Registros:
○ ○ ○ ○ ○
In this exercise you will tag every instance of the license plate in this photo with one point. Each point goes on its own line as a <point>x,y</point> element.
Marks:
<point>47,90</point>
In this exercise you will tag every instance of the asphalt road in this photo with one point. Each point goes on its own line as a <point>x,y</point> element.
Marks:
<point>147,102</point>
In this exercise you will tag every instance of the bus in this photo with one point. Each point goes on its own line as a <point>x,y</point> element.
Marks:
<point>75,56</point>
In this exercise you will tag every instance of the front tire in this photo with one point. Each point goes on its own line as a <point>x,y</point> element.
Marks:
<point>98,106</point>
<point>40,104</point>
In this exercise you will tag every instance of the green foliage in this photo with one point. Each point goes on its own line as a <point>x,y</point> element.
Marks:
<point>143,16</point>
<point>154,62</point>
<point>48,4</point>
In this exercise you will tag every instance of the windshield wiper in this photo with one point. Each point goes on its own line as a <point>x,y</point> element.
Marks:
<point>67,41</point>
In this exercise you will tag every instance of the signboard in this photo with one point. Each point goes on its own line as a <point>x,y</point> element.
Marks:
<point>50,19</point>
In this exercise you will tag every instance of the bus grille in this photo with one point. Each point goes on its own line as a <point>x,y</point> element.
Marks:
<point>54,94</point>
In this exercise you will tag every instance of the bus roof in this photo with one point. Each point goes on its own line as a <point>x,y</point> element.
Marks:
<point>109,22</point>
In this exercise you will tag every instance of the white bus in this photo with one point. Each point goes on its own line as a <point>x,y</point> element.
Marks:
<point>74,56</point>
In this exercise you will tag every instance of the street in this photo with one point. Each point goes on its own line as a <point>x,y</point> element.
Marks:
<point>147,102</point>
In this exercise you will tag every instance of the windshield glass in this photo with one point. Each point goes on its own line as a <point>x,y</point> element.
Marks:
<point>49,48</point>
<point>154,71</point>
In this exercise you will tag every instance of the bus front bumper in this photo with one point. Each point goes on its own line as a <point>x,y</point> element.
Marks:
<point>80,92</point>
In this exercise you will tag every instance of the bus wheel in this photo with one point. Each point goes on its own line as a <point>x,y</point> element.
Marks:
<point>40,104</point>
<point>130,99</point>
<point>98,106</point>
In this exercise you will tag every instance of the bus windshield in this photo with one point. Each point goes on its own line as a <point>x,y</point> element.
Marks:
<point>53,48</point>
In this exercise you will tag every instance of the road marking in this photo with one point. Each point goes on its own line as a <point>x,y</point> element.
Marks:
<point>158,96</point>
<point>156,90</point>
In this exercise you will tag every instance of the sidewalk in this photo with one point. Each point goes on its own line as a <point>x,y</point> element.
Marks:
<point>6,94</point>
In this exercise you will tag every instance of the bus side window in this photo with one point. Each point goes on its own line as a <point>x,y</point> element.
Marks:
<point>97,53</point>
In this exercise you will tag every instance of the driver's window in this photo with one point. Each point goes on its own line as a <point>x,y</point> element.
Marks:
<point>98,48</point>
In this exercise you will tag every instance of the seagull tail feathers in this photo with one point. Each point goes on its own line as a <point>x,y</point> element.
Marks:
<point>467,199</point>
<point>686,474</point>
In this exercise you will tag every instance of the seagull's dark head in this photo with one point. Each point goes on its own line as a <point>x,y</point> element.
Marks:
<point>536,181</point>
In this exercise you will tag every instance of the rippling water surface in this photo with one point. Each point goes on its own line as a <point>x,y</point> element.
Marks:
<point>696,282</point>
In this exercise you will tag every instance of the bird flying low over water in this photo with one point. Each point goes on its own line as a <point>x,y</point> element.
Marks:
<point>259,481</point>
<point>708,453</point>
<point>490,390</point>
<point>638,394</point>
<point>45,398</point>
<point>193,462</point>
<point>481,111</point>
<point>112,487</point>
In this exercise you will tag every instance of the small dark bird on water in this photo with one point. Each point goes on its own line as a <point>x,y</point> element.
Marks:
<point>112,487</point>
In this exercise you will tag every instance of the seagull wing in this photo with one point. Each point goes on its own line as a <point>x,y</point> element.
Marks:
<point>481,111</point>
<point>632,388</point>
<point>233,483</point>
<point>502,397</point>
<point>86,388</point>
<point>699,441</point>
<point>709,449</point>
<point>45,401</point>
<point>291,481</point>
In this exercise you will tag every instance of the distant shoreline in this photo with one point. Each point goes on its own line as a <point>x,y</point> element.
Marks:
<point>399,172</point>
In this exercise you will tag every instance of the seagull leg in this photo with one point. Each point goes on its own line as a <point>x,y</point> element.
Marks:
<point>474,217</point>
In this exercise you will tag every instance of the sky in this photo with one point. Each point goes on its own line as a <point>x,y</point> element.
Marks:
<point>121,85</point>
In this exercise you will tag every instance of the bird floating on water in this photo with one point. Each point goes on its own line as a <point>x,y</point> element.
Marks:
○ ○ ○ ○ ○
**O que fazer**.
Reescreva todas as linhas acima como uma tabela em Markdown de duas colunas, "n" com o número de cada linha e "Linha" com o seu texto, deixando de fora as linhas em branco.

**Resposta**.
| n | Linha |
|---|---|
| 1 | In this exercise you will tag every instance of the license plate in this photo with one point. Each point goes on its own line as a <point>x,y</point> element. |
| 2 | Marks: |
| 3 | <point>47,90</point> |
| 4 | In this exercise you will tag every instance of the asphalt road in this photo with one point. Each point goes on its own line as a <point>x,y</point> element. |
| 5 | Marks: |
| 6 | <point>147,102</point> |
| 7 | In this exercise you will tag every instance of the bus in this photo with one point. Each point goes on its own line as a <point>x,y</point> element. |
| 8 | Marks: |
| 9 | <point>75,56</point> |
| 10 | In this exercise you will tag every instance of the front tire in this photo with one point. Each point goes on its own line as a <point>x,y</point> element. |
| 11 | Marks: |
| 12 | <point>98,106</point> |
| 13 | <point>40,104</point> |
| 14 | In this exercise you will tag every instance of the green foliage in this photo with one point. Each point goes on its own line as a <point>x,y</point> element. |
| 15 | Marks: |
| 16 | <point>143,16</point> |
| 17 | <point>154,62</point> |
| 18 | <point>48,4</point> |
| 19 | In this exercise you will tag every instance of the windshield wiper in this photo with one point. Each point goes on its own line as a <point>x,y</point> element. |
| 20 | Marks: |
| 21 | <point>67,41</point> |
| 22 | In this exercise you will tag every instance of the signboard in this photo with one point. Each point goes on its own line as a <point>x,y</point> element. |
| 23 | Marks: |
| 24 | <point>50,19</point> |
| 25 | In this exercise you will tag every instance of the bus grille in this photo with one point. Each point goes on its own line as a <point>x,y</point> element. |
| 26 | Marks: |
| 27 | <point>54,94</point> |
| 28 | In this exercise you will tag every instance of the bus roof in this photo with one point. Each point goes on its own line as a <point>x,y</point> element. |
| 29 | Marks: |
| 30 | <point>109,22</point> |
| 31 | In this exercise you will tag every instance of the white bus in this photo with one point. Each point goes on its own line as a <point>x,y</point> element. |
| 32 | Marks: |
| 33 | <point>74,56</point> |
| 34 | In this exercise you will tag every instance of the street in this photo with one point. Each point goes on its own line as a <point>x,y</point> element. |
| 35 | Marks: |
| 36 | <point>147,102</point> |
| 37 | In this exercise you will tag every instance of the windshield glass in this photo with one point. Each point goes on its own line as a <point>x,y</point> element. |
| 38 | Marks: |
| 39 | <point>49,48</point> |
| 40 | <point>154,71</point> |
| 41 | In this exercise you will tag every instance of the bus front bumper in this photo with one point. Each point goes on its own line as a <point>x,y</point> element. |
| 42 | Marks: |
| 43 | <point>80,92</point> |
| 44 | In this exercise you will tag every instance of the bus wheel in this photo with one point. Each point goes on its own line as a <point>x,y</point> element. |
| 45 | Marks: |
| 46 | <point>40,104</point> |
| 47 | <point>130,99</point> |
| 48 | <point>98,106</point> |
| 49 | In this exercise you will tag every instance of the bus windshield in this photo with one point. Each point goes on its own line as a <point>x,y</point> element. |
| 50 | Marks: |
| 51 | <point>53,48</point> |
| 52 | In this exercise you will tag every instance of the road marking in this photo with one point. Each point goes on its own line as a <point>x,y</point> element. |
| 53 | Marks: |
| 54 | <point>158,96</point> |
| 55 | <point>156,90</point> |
| 56 | In this exercise you will tag every instance of the sidewalk in this photo with one point. Each point goes on its own line as a <point>x,y</point> element. |
| 57 | Marks: |
| 58 | <point>6,94</point> |
| 59 | In this exercise you will tag every instance of the bus side window in this photo with one point. Each point goes on its own line as a <point>x,y</point> element. |
| 60 | Marks: |
| 61 | <point>97,53</point> |
| 62 | In this exercise you will tag every instance of the driver's window in this photo with one point. Each point goes on its own line as a <point>x,y</point> element. |
| 63 | Marks: |
| 64 | <point>98,48</point> |
| 65 | In this exercise you will tag every instance of the seagull tail feathers in this photo with one point. Each point goes on its own line as a <point>x,y</point> element. |
| 66 | Marks: |
| 67 | <point>467,199</point> |
| 68 | <point>686,474</point> |
| 69 | In this exercise you will tag every instance of the seagull's dark head in this photo with one point. Each point goes on its own line as a <point>x,y</point> element. |
| 70 | Marks: |
| 71 | <point>536,181</point> |
| 72 | In this exercise you will tag every instance of the rippling water surface in this photo with one point. Each point goes on its own line as a <point>x,y</point> element. |
| 73 | Marks: |
| 74 | <point>696,282</point> |
| 75 | In this exercise you will tag every instance of the bird flying low over water in this photo with one point. Each point goes on its own line as a <point>x,y</point> element. |
| 76 | Marks: |
| 77 | <point>259,481</point> |
| 78 | <point>708,453</point> |
| 79 | <point>490,390</point> |
| 80 | <point>638,394</point> |
| 81 | <point>45,398</point> |
| 82 | <point>193,462</point> |
| 83 | <point>481,111</point> |
| 84 | <point>112,487</point> |
| 85 | In this exercise you will tag every instance of the small dark bird on water in this photo with one point. Each point goes on its own line as a <point>x,y</point> element. |
| 86 | Marks: |
| 87 | <point>112,487</point> |
| 88 | In this exercise you will tag every instance of the seagull wing in this photo with one point. Each point goes on its own line as a <point>x,y</point> element. |
| 89 | Marks: |
| 90 | <point>481,111</point> |
| 91 | <point>632,388</point> |
| 92 | <point>233,483</point> |
| 93 | <point>502,397</point> |
| 94 | <point>86,388</point> |
| 95 | <point>699,441</point> |
| 96 | <point>709,449</point> |
| 97 | <point>45,401</point> |
| 98 | <point>291,481</point> |
| 99 | In this exercise you will tag every instance of the distant shoreline in this photo with one point. Each point goes on its own line as a <point>x,y</point> element. |
| 100 | Marks: |
| 101 | <point>399,172</point> |
| 102 | In this exercise you will tag every instance of the seagull leg in this photo with one point. Each point goes on its own line as a <point>x,y</point> element. |
| 103 | Marks: |
| 104 | <point>474,217</point> |
| 105 | In this exercise you will tag every instance of the sky in this photo with one point. Each point goes on its own line as a <point>x,y</point> element. |
| 106 | Marks: |
| 107 | <point>121,85</point> |
| 108 | In this exercise you will tag every instance of the bird floating on water in this photo with one point. Each point goes on its own line as a <point>x,y</point> element. |
| 109 | Marks: |